## COMPLETE THE FOLLOWING
**a)** In the provisional tax text, list every amount deducted from the total estimated tax for the full year under the heading "Third provisional tax return".
**b)** Return the passage of the provisional tax text between "If your estimation is lower" and "income and expenses.", inclusive, copied word for word.

## DOCUMENT SECTION
How should it be paid?
The current process includes:
- Register for SARS eFiling. The eFiling facility allows you to request for an IRP6 return and make your submission and payments online. You can register once for all different tax types using the client information system.
- If you are already an eFiler, simply add provisional tax to your profile so that you can access and file your IRP6 return online.
First provisional tax return (Par 19 of the 4th Schedule)
SARS will issue an IRP6 return with a basic amount of taxable income that is based on the latest assessment of previous tax returns. If the previous tax return is older than 18 months, SARS will increase the basic amount by 8% per annum.
Your provisional tax calculation may not be less than the basic amount calculated by SARS unless you can justify the lower amount. As your calculation can’t be lower than the basic amount of SARS no penalties exist for underpayment of provisional tax for the first period, however there will be a 10% penalty for the late submission and payment of the provisional tax if you have missed the deadline.
If SARS has issued an IRP6 with a basic amount based on an old assessment and the latest assessment of taxable income has been issued, it may be used by the taxpayer as the basic amount if that assessment was issued more than 14 days prior to the deadline of the provisional tax payment.
Second provisional tax return (Par 20 of the 4th Schedule)
The second provisional tax payment is a bit more complicated than the first. Two categories exist:
- Where the actual taxable income is less than R1 Million, or
- Where the actual taxable income is more than R1 Million.
Let’s start with the first category. If your actual taxable income is less than R1 million, your estimation of taxable income for the second period may not be less than the lower of:
- 90% of the taxable income, or
- The basic amount as calculated by SARS.
If your estimation is less than the lower of the above calculated amount, a 20% penalty will be levied on the difference between your estimation and the amount calculated above.
If your taxable income is more than R1 million, you don’t have the benefit of using the basic amount as calculated by SARS. Your estimation of the taxable income for the second provisional tax payment may not be less than 80% of the actual taxable income.
If your estimation is lower than 80% of the actual taxable income, a 20% penalty will be levied on the difference between your estimation and 80% of the actual taxable income. Again a 10% penalty will be levied on the late submission and payment if you have missed the deadline.
Provisional tax has more meat to the bone than what you thought and for this reason I strongly recommend all taxpayers to keep track of their actual income and expenses.
Third provisional tax return
- The total estimated tax for the full year;
- Less the employees tax paid for the full year;
- Less any allowable foreign tax credits for the full year;
- Less any applicable rebates or medical tax credits;
- Less the amount paid for the 1st and 2nd provisional tax periods.

## SUPPLIED MATERIAL
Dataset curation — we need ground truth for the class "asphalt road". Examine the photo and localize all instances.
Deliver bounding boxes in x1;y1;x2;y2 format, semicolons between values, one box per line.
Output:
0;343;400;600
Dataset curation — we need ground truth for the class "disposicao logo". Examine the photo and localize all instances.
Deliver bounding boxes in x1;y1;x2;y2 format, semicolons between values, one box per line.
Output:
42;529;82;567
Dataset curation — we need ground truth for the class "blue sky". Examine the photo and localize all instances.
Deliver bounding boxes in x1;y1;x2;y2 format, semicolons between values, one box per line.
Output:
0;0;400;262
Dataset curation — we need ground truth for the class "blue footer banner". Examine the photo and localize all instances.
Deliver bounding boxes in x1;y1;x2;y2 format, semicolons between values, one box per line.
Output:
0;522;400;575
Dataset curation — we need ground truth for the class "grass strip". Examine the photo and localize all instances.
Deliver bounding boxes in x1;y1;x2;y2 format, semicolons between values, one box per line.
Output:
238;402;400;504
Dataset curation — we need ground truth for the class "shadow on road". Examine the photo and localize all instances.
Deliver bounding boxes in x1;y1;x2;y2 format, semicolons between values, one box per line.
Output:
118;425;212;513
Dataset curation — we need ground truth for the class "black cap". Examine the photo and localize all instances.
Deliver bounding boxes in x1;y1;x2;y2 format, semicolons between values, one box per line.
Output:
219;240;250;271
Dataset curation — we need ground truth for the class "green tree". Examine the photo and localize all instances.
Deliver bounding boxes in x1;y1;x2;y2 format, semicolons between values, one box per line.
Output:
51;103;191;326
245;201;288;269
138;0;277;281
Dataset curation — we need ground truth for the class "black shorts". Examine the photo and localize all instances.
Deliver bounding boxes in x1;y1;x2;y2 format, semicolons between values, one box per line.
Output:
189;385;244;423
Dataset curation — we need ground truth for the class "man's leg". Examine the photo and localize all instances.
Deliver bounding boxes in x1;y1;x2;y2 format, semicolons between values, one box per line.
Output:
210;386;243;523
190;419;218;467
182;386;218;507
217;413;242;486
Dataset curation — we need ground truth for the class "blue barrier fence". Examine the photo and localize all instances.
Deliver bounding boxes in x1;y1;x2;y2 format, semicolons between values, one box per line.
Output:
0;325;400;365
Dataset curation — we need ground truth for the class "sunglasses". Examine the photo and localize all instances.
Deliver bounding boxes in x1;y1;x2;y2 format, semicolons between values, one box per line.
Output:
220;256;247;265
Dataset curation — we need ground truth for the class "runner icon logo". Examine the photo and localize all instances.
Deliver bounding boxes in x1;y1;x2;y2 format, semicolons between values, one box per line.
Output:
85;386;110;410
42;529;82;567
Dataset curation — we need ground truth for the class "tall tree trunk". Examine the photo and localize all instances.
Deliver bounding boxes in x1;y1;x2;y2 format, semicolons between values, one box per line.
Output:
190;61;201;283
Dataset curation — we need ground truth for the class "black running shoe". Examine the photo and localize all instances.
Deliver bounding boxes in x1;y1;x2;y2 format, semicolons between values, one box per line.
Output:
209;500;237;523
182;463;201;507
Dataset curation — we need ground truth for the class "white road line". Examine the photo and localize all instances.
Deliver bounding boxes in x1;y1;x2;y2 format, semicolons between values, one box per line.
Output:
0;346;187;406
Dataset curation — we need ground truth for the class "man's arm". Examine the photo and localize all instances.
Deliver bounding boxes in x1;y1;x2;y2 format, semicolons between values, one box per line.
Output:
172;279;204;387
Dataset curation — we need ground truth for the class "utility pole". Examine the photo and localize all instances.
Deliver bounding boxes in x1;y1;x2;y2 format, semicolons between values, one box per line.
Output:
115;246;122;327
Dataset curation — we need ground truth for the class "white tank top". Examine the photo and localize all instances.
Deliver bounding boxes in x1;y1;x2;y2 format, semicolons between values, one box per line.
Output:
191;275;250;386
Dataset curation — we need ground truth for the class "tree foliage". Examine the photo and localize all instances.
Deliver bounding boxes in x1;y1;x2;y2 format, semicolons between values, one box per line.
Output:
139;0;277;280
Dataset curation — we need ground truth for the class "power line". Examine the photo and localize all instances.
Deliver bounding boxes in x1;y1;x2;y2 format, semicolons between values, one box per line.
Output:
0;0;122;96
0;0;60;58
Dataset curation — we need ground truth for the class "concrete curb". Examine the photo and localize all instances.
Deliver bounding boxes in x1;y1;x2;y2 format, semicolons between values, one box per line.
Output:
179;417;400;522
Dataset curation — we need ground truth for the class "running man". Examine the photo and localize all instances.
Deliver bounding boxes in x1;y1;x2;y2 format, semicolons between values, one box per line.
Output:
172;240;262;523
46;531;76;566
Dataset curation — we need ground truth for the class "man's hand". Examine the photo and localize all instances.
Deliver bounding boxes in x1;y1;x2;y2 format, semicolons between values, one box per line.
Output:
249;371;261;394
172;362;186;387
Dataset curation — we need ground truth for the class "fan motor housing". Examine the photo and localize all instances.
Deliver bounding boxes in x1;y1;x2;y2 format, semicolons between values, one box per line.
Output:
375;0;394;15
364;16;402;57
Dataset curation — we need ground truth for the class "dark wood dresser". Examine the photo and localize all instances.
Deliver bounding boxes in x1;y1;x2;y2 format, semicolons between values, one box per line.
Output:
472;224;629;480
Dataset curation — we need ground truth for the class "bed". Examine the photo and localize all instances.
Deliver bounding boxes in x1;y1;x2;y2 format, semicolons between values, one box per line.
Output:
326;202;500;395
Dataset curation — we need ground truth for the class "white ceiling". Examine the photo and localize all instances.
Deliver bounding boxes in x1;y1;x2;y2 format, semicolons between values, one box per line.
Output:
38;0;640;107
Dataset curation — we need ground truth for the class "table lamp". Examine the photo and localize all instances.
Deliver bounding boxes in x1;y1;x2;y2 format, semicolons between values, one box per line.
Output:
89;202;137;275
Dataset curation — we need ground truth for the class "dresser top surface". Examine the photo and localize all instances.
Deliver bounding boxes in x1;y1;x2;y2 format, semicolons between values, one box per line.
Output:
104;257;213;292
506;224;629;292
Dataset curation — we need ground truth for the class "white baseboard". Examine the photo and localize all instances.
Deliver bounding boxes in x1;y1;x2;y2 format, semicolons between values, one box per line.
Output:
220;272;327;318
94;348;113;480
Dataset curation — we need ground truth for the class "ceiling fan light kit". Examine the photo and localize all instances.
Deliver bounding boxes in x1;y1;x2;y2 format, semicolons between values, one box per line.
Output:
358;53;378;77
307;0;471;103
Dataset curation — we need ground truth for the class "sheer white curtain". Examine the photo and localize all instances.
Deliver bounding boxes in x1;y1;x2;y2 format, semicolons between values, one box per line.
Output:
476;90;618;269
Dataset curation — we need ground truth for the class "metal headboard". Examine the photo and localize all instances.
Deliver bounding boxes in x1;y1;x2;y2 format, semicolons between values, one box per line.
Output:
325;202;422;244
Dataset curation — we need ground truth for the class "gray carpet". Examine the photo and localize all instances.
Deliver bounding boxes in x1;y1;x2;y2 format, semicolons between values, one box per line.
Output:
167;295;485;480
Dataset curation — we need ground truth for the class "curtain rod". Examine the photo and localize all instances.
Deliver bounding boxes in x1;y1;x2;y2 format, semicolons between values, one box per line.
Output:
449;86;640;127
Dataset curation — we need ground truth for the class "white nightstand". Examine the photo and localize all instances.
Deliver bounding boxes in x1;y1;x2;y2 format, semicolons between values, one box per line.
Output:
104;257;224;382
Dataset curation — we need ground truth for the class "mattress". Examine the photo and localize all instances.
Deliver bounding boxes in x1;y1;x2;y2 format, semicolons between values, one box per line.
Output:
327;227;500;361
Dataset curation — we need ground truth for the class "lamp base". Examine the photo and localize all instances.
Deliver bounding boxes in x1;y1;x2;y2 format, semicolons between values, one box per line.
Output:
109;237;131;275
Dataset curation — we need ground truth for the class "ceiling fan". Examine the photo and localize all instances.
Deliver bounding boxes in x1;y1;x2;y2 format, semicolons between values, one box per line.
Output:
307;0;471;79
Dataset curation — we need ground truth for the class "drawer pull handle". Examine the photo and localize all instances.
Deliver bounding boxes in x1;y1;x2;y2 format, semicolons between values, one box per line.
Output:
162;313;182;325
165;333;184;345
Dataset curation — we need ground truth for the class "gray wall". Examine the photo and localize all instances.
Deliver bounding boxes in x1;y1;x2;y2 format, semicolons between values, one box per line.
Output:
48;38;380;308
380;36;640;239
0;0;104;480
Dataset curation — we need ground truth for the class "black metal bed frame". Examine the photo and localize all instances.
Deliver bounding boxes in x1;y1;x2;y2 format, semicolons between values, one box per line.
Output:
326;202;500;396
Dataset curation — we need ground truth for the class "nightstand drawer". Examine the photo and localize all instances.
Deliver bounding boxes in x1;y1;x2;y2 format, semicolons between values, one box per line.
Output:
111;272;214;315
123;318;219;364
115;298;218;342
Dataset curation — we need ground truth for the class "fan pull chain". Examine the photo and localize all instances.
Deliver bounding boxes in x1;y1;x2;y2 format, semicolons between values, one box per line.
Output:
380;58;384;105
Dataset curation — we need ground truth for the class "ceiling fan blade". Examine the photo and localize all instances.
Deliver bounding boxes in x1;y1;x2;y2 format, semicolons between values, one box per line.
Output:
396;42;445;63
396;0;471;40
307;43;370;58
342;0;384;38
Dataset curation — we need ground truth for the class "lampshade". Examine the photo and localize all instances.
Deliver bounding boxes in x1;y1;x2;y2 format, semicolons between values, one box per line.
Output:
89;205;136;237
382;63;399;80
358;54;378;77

## ANSWERS TO THE TASKS
**a)**
- Employees tax paid for the full year
- Any allowable foreign tax credits for the full year
- Any applicable rebates or medical tax credits
- The amount paid for the 1st and 2nd provisional tax periods

**b)**
If your estimation is lower than 80% of the actual taxable income, a 20% penalty will be levied on the difference between your estimation and 80% of the actual taxable income. Again a 10% penalty will be levied on the late submission and payment if you have missed the deadline.
Provisional tax has more meat to the bone than what you thought and for this reason I strongly recommend all taxpayers to keep track of their actual income and expenses.